* _Work to do_
Emit a verbatim copy of the lines running from the line with "the yellow labrador puppy" through the end of the material below.

* _Given information_
********

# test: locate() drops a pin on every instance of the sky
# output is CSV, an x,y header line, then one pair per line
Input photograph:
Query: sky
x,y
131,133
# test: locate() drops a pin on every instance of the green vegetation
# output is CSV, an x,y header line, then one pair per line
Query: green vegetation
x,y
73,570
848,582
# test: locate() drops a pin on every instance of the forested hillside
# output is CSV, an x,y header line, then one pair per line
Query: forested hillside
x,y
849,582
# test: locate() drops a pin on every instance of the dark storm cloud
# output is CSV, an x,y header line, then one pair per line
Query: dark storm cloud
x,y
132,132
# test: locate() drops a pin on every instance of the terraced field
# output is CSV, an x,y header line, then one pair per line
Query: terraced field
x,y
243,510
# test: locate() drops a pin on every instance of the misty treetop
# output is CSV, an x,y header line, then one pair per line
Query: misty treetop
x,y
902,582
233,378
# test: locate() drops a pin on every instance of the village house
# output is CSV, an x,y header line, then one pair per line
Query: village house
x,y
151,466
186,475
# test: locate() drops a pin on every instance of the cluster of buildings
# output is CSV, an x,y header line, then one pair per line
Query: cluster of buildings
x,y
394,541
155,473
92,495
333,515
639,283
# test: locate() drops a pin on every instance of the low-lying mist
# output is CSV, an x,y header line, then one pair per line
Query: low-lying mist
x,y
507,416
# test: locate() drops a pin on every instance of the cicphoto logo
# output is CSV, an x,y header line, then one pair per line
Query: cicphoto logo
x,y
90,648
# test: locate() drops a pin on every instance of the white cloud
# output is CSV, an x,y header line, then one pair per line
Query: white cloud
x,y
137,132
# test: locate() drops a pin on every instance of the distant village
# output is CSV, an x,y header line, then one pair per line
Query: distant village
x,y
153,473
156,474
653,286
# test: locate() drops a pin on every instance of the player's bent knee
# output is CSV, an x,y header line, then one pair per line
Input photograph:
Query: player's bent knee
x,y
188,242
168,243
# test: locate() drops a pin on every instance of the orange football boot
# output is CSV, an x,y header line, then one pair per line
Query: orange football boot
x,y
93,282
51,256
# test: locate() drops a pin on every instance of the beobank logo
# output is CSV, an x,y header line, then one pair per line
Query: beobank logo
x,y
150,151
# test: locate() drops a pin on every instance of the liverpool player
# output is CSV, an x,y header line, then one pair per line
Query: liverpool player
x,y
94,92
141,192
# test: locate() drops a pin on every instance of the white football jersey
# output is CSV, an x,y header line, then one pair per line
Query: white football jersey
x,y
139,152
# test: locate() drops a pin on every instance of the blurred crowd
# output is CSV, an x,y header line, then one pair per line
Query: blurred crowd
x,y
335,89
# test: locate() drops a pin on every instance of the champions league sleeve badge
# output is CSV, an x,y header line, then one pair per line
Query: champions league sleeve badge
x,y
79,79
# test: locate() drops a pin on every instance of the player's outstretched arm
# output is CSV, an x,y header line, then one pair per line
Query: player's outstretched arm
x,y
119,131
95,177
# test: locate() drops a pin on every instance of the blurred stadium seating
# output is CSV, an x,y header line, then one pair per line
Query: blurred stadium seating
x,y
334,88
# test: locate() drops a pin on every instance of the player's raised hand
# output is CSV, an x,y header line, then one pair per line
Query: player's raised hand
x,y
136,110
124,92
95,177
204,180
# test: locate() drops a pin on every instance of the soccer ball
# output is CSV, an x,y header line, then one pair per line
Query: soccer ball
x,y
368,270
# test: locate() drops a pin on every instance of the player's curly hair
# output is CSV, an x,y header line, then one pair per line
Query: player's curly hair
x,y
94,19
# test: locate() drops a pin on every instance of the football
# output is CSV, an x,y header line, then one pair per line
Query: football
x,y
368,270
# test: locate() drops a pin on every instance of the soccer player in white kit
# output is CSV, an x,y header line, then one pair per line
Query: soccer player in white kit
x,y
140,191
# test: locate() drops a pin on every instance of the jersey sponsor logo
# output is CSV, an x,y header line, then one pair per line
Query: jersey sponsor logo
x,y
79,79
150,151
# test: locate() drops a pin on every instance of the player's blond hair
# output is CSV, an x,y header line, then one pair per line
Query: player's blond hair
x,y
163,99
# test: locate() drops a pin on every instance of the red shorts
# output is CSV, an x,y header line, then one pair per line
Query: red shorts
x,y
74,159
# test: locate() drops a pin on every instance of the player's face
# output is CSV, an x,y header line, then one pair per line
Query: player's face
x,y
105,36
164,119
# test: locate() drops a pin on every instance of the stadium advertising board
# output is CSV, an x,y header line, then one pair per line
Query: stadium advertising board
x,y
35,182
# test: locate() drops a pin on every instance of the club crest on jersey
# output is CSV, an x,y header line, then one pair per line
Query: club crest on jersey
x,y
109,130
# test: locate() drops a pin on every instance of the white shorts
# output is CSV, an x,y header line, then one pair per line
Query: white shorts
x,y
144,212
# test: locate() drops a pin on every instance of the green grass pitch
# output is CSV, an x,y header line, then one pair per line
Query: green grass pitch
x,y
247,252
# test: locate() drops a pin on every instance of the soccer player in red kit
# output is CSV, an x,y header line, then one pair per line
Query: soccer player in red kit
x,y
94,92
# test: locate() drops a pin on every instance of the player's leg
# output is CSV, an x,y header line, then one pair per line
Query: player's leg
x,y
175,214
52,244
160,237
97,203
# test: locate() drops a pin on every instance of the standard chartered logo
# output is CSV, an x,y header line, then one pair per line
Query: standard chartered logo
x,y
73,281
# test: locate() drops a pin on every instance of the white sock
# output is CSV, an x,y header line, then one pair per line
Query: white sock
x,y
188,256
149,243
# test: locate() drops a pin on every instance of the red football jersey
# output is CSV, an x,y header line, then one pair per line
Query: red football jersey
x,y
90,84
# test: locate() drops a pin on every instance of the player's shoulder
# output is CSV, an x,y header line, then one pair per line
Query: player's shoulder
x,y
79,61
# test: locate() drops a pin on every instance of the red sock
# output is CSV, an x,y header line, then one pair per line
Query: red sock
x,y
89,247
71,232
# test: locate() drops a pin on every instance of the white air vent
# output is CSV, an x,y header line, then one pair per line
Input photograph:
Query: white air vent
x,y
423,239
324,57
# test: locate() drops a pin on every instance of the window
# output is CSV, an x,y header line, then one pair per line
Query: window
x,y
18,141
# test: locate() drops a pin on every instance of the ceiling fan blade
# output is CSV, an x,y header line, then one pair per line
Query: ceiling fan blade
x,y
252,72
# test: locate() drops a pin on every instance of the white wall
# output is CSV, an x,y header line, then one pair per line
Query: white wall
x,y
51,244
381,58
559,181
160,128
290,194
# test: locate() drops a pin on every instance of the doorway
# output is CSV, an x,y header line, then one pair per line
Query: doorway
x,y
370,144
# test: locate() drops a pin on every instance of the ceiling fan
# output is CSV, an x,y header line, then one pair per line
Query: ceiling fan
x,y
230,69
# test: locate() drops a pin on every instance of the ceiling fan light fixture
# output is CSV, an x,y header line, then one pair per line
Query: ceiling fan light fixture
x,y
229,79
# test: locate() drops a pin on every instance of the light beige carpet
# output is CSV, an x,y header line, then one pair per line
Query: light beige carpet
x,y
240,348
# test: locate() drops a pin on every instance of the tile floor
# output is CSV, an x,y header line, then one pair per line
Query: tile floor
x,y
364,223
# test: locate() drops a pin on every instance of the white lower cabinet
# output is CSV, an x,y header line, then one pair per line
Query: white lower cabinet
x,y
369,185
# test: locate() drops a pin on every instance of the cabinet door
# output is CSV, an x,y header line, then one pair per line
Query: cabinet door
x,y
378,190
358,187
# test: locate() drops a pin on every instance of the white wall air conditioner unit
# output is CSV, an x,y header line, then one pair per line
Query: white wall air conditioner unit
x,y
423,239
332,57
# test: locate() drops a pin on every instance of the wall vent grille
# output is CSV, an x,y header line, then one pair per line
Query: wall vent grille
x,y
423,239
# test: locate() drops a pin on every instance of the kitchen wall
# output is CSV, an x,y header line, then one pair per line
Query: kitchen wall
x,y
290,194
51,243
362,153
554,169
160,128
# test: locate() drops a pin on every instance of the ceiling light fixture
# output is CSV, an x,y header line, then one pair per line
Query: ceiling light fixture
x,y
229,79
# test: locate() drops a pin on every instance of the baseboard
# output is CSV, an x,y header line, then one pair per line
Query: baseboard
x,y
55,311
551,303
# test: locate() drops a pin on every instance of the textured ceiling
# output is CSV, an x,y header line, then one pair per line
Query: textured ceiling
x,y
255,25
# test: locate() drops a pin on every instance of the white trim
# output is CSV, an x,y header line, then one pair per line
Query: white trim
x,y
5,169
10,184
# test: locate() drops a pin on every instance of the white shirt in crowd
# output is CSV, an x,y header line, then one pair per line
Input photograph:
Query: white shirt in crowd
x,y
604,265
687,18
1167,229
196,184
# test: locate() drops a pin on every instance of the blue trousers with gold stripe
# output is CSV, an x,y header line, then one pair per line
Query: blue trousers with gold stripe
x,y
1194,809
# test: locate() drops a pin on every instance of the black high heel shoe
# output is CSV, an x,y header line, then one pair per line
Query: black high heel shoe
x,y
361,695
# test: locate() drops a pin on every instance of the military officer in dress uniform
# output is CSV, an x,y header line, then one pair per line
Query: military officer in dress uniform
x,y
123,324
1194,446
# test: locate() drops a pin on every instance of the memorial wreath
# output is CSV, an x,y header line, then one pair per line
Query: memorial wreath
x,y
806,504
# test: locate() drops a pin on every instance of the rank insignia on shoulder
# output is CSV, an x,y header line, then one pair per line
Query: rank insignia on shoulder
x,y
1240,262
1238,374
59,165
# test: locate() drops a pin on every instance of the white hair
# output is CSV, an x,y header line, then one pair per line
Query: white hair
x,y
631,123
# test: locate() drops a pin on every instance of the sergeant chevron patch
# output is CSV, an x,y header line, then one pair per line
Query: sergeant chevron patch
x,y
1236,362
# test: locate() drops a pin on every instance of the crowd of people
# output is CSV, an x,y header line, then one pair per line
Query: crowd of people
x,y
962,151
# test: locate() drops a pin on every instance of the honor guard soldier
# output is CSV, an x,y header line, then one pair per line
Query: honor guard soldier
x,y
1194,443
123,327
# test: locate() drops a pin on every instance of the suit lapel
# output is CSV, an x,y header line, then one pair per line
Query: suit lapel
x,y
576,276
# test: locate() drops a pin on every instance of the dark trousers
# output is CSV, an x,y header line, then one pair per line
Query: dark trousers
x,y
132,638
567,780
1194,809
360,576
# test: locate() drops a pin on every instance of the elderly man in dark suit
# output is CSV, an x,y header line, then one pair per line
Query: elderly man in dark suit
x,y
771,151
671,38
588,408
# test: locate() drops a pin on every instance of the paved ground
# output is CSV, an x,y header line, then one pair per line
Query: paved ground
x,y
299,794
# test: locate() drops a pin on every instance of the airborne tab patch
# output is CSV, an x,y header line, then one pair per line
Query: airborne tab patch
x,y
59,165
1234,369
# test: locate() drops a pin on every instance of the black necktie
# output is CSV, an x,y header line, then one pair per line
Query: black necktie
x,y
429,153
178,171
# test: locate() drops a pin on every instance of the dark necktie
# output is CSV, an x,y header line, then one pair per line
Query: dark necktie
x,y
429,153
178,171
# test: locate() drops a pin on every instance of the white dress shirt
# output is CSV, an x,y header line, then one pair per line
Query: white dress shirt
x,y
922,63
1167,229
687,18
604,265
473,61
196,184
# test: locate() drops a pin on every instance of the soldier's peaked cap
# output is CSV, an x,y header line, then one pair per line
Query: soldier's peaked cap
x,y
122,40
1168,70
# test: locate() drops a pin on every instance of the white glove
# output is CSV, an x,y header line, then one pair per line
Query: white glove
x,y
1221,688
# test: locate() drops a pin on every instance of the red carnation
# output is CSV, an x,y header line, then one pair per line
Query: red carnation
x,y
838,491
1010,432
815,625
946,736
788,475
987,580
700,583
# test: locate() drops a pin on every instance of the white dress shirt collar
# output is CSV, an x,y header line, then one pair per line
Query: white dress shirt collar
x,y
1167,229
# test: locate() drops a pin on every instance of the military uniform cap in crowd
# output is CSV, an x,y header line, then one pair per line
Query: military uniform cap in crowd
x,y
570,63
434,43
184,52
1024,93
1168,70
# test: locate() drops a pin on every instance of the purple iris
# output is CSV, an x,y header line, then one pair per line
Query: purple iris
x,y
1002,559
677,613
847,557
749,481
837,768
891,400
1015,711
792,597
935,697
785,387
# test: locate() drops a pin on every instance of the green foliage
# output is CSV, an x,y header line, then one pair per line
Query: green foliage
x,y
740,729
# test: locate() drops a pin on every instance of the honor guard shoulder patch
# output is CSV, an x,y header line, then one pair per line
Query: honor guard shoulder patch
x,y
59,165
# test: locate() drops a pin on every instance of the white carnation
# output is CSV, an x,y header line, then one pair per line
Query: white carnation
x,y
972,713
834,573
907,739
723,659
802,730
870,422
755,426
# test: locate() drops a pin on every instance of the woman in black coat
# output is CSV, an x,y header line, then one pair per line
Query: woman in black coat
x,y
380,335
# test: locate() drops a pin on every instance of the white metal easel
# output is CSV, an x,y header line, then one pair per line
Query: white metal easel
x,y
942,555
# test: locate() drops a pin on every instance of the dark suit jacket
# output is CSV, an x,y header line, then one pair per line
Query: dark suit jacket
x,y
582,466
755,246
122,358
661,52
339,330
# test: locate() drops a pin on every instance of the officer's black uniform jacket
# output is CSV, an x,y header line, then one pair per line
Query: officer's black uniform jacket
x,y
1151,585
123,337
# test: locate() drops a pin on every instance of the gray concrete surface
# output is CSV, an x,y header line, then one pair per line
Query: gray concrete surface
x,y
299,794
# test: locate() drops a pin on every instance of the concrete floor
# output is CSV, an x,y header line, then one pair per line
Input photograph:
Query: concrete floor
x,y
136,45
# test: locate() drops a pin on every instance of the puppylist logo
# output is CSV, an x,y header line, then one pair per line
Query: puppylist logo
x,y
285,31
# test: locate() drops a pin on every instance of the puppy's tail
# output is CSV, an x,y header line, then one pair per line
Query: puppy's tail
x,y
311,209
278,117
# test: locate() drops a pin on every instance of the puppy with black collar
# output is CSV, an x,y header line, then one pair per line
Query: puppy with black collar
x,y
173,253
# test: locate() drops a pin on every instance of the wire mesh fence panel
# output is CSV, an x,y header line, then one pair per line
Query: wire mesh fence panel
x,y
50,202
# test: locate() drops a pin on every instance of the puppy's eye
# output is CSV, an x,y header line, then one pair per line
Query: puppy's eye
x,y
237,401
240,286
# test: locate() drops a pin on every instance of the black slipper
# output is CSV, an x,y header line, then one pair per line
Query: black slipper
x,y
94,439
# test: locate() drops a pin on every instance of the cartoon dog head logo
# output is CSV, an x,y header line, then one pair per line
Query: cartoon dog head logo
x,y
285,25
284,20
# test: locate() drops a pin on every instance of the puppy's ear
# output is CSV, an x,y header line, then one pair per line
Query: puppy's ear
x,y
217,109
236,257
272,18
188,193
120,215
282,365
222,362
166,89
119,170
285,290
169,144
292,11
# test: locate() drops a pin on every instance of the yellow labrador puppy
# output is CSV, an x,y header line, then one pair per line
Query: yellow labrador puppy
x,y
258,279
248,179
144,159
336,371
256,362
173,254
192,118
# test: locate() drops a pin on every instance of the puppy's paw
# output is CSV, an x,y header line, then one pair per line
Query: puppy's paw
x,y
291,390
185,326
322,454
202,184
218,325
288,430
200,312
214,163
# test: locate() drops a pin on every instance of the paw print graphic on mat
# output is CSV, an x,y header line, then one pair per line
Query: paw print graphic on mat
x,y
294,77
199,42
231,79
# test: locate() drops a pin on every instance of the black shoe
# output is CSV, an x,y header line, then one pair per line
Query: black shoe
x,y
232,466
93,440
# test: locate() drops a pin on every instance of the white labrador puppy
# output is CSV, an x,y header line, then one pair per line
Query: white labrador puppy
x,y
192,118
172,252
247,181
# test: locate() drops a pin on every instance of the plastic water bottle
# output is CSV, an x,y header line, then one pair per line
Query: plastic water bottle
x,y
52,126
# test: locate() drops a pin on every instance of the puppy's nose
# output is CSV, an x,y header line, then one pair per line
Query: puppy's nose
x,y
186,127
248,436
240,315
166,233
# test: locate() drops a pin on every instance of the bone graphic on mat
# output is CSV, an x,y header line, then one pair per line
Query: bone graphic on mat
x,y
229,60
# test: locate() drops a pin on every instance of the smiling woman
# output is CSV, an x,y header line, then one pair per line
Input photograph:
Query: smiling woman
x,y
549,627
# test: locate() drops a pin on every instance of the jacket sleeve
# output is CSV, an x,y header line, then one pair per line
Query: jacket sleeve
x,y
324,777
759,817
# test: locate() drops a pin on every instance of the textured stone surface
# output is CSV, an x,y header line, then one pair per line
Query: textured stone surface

********

* _The reply_
# test: locate() drops a pin on every instance of the yellow labrador puppy
# output is CSV, an x,y header line, then one pair per line
Query: yellow labrador puppy
x,y
258,279
248,179
144,159
336,371
256,362
173,254
192,118
# test: locate() drops a pin on every instance of the puppy's paw
# output is CSV, an x,y header line, then one pair per line
Query: puppy's paw
x,y
291,390
185,326
322,454
202,184
218,325
288,430
200,312
214,163
# test: locate() drops a pin on every instance of the paw print graphic on mat
# output is CSV, an x,y header line, then one pair per line
Query: paw print graphic on mat
x,y
294,77
199,42
231,79
# test: locate() drops a pin on every instance of the black shoe
# output is CSV, an x,y header line, then one pair per line
Query: black shoe
x,y
232,466
93,440
# test: locate() drops a pin on every instance of the white labrador puppy
# output is CSV, an x,y header line, then one pair per line
Query: white labrador puppy
x,y
192,118
172,252
247,181
# test: locate() drops a pin on every instance of the plastic water bottle
# output is CSV, an x,y header line, then one pair per line
Query: plastic water bottle
x,y
52,126
# test: locate() drops a pin on every instance of the puppy's nose
# output is CSV, an x,y header line, then one pair per line
Query: puppy's nose
x,y
186,127
248,436
240,315
166,233
# test: locate() drops a pin on every instance of the bone graphic on mat
# output is CSV, an x,y header line, then one pair per line
Query: bone graphic on mat
x,y
229,60
# test: locate() drops a pin on every instance of the smiling woman
# output is CSV, an x,y header line, then one pair per line
Input photograph:
Query: smiling woman
x,y
549,627
# test: locate() drops a pin on every instance of the jacket sleeve
# output is CSV, an x,y header line, then one pair per line
Query: jacket sleeve
x,y
324,777
759,817
# test: locate() drops a pin on every instance of the textured stone surface
# output is CSV, an x,y header line, then one pair per line
Query: textured stone surface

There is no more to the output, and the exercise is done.